**AVAILABLE RECORDS**
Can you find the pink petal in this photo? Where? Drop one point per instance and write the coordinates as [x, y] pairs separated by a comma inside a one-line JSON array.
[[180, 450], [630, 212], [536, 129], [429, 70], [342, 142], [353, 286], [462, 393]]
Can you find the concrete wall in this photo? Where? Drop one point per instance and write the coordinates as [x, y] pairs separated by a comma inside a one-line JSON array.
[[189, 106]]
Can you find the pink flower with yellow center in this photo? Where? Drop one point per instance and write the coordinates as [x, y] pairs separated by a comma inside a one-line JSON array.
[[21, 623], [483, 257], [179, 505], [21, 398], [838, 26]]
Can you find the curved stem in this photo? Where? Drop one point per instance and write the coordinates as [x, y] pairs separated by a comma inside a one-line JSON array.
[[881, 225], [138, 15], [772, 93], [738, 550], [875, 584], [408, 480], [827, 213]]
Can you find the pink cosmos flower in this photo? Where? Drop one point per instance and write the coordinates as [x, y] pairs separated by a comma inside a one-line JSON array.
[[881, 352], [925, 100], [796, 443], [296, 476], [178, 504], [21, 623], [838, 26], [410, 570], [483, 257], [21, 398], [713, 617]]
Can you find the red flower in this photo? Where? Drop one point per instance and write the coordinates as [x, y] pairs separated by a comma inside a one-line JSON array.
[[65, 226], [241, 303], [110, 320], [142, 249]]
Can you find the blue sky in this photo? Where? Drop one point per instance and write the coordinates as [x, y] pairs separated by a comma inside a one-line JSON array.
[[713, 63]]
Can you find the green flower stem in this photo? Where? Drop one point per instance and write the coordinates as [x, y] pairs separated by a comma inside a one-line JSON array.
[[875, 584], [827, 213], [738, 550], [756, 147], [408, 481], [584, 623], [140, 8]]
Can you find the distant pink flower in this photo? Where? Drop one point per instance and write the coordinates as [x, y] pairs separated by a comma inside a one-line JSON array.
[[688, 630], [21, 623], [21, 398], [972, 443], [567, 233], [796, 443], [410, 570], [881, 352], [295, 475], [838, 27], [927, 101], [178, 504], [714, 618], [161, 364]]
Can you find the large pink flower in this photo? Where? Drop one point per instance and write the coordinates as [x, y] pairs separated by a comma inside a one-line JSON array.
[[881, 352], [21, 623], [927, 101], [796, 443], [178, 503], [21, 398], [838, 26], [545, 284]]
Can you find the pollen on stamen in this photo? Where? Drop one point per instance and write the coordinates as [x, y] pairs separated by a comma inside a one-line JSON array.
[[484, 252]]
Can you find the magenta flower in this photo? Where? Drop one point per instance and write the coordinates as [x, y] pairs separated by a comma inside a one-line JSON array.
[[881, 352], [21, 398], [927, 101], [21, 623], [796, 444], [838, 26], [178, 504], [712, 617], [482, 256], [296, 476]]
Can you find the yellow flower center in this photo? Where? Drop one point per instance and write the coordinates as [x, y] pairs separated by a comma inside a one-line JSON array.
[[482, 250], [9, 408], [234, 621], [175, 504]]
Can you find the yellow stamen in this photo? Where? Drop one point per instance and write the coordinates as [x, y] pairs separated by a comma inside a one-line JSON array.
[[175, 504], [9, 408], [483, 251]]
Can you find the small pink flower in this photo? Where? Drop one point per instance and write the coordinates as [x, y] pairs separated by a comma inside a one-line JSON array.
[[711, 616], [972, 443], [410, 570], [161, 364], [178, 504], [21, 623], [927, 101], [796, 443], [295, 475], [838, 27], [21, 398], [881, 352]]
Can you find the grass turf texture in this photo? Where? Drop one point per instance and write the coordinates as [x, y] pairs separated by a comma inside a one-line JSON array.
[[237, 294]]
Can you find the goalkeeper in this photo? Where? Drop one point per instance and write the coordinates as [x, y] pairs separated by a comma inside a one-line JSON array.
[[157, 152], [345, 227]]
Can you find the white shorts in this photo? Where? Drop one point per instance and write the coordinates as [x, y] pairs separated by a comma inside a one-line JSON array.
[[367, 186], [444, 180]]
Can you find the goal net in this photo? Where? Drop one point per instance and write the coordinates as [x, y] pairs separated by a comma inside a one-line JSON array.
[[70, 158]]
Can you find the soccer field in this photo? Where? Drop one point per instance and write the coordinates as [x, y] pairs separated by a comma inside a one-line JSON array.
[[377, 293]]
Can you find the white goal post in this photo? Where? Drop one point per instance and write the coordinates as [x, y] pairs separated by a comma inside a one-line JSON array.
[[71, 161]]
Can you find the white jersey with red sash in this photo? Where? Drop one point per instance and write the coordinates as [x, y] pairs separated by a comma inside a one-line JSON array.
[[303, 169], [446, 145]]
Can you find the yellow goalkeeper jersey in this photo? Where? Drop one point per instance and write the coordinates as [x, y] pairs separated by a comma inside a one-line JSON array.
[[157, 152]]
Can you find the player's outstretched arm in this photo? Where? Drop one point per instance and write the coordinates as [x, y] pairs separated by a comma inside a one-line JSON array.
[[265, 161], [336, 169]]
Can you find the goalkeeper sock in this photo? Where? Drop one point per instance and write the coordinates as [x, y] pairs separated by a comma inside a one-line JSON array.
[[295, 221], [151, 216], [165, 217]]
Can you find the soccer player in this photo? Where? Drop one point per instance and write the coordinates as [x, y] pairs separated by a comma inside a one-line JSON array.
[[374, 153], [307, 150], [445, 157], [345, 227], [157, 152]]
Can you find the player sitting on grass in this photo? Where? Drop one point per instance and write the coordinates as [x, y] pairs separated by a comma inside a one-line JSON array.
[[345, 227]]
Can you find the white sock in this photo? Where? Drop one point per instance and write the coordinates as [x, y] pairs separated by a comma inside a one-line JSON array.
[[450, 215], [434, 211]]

**WORK REQUEST**
Nothing in the records may be altered; restate them word for word.

**PROBLEM SOLUTION**
Can you find the pink petal in this photo? Where? Drop one point per instance and write the coordinates as [x, y] pairs separated by a comma inside a one-line JSON array.
[[180, 450], [630, 212], [536, 129], [429, 70], [342, 142], [353, 286], [462, 393]]
Can you find the concrete wall in this photo? Where? Drop one point per instance and write the coordinates as [x, y] pairs separated by a comma inside a one-line JSON array.
[[189, 106]]
Can you find the pink flower with yellow center in this photo? Where? Drop one point per instance and write the coordinates as [x, y] pairs separated by a comma inside a one-line JSON array.
[[21, 623], [483, 257], [179, 505], [21, 398], [838, 26]]
Can you find the curved stem in this photo? Where? Drop one point per instance and write the coordinates as [x, y] pairs separated by a comma inside a one-line JSON array.
[[881, 225], [138, 15], [772, 93], [738, 550], [875, 584], [408, 480], [827, 213]]
Can you find the pink cosmos flower in this photo? Where? Drop one point per instance and write the coordinates as [x, y] pairs separated by a comma inside a one-line JSON array.
[[881, 352], [925, 100], [796, 443], [296, 476], [178, 504], [21, 623], [838, 26], [410, 570], [483, 257], [21, 398], [713, 617]]
Can you find the red flower in this photo? Where? Drop one point per instance and write the coordinates as [x, y] pairs separated by a comma inside a one-line JSON array.
[[65, 226], [241, 303], [110, 320], [142, 249]]
Can you find the blue sky in this photo? Where? Drop one point per instance and write the coordinates as [x, y] pairs separated by a comma inside a one-line JSON array.
[[713, 63]]
Can you find the green flower stem in this photo? Where? Drop one point per instance and write the coordinates as [x, y] pairs separated by a comma inside a one-line JSON array.
[[875, 584], [827, 213], [738, 550], [756, 147], [408, 481], [584, 623], [140, 8]]
Can you find the distant pink flower in this photo? Where? Drop one point per instance and write the coordinates as [x, y] pairs separated by a comma inside a one-line JSON array.
[[688, 630], [21, 623], [21, 398], [972, 443], [567, 233], [796, 443], [410, 570], [881, 352], [295, 475], [838, 27], [927, 101], [178, 504], [714, 618], [161, 364]]
Can you find the large pink flower in this photo? Where? Drop one point per instance and write the coordinates as [x, y] pairs separated by a comma inside a one-line JSON array.
[[881, 352], [21, 623], [927, 101], [796, 443], [178, 503], [21, 398], [838, 26], [545, 284]]
Can you find the pollen on stamen in this photo? Where? Drop one point per instance and write the coordinates as [x, y] pairs separated by a comma inside a one-line JSON array.
[[484, 252]]
Can you find the magenta flower in this photo? Where? Drop one point per instance and write the coordinates as [x, y] pairs separated by a comma inside a one-line JSON array.
[[881, 352], [21, 398], [927, 101], [21, 623], [796, 444], [838, 26], [178, 504], [712, 617], [482, 256], [296, 476]]
Can you find the yellow flower center in this photo? Where? Drop one point per instance and write the coordinates as [x, y] pairs separated by a comma inside a one-line JSON array.
[[482, 250], [9, 408], [234, 621], [175, 504]]
Can you find the yellow stamen in this photo? Where? Drop one point per instance and write the coordinates as [x, y] pairs separated by a comma inside a one-line JSON array.
[[175, 504], [9, 408], [483, 251]]
Can you find the small pink flower in this photo? Where? Drop one point per instance and write the coordinates as [x, y] pairs separated by a comma inside a one-line JSON array.
[[711, 616], [972, 443], [410, 570], [161, 364], [178, 504], [21, 623], [927, 101], [796, 443], [295, 475], [838, 27], [21, 398], [881, 352]]
Can you find the grass turf texture in this photo? Where? Drop one point per instance and write the coordinates as [x, y] pairs separated by a comma inside a one-line JSON array.
[[237, 294]]
Can you find the goalkeeper in this photo? Where? Drop one point per instance and write the coordinates as [x, y] pairs separated by a comma inside a one-line JSON array.
[[157, 152], [345, 227]]
Can you find the white shorts in this photo? Where? Drop one point per instance and write the coordinates as [x, y] pairs separated by a comma inside a one-line JSON array.
[[367, 186], [444, 180]]
Can you find the goal net in this photo? Where? Drop one point per instance and write the coordinates as [x, y] pairs separated by a comma inside a one-line JSON array.
[[70, 158]]
Can you find the soccer field in this photo? Where? Drop one point per instance and write the coordinates as [x, y] pairs separated by a comma inside a one-line JSON array.
[[377, 293]]
Can you find the white goal post in this photo? Where? Drop one point per instance and write the coordinates as [x, y] pairs separated by a comma inside a one-line JSON array.
[[71, 161]]
Can you find the white jersey with red sash in this photo? Where? Drop one point per instance and write the coordinates as [x, y] pairs separated by a comma inside a one-line JSON array.
[[303, 169], [446, 145]]
Can you find the yellow goalkeeper jersey in this photo? Where? Drop one point per instance and write the coordinates as [x, y] pairs separated by a comma inside a one-line JSON array.
[[157, 152]]
Can you find the player's outstretched arm in this photo? Where? Drop one point per instance and write the coordinates as [x, y] pairs separated by a comma inside a one-line JSON array.
[[265, 161], [336, 169]]
Can you find the goalkeeper sock in this photo? Where? Drop one point per instance and write the coordinates as [x, y] pairs separated by a comma inside a one-line JSON array.
[[295, 221], [151, 216], [165, 217]]
Can you find the soccer player in this photo? Where? Drop one point per instance and write the coordinates as [x, y] pairs separated by a comma inside a one-line JSON array.
[[374, 153], [307, 150], [445, 157], [345, 227], [157, 152]]
Can you find the player sitting on grass in this photo? Where? Drop one point per instance and write the coordinates as [x, y] pairs separated by a comma inside a one-line JSON array.
[[345, 227]]
Can you find the white sock in this photo? Where? Drop one point per instance and write the coordinates as [x, y] pairs separated by a comma inside a one-line JSON array.
[[450, 215], [434, 211]]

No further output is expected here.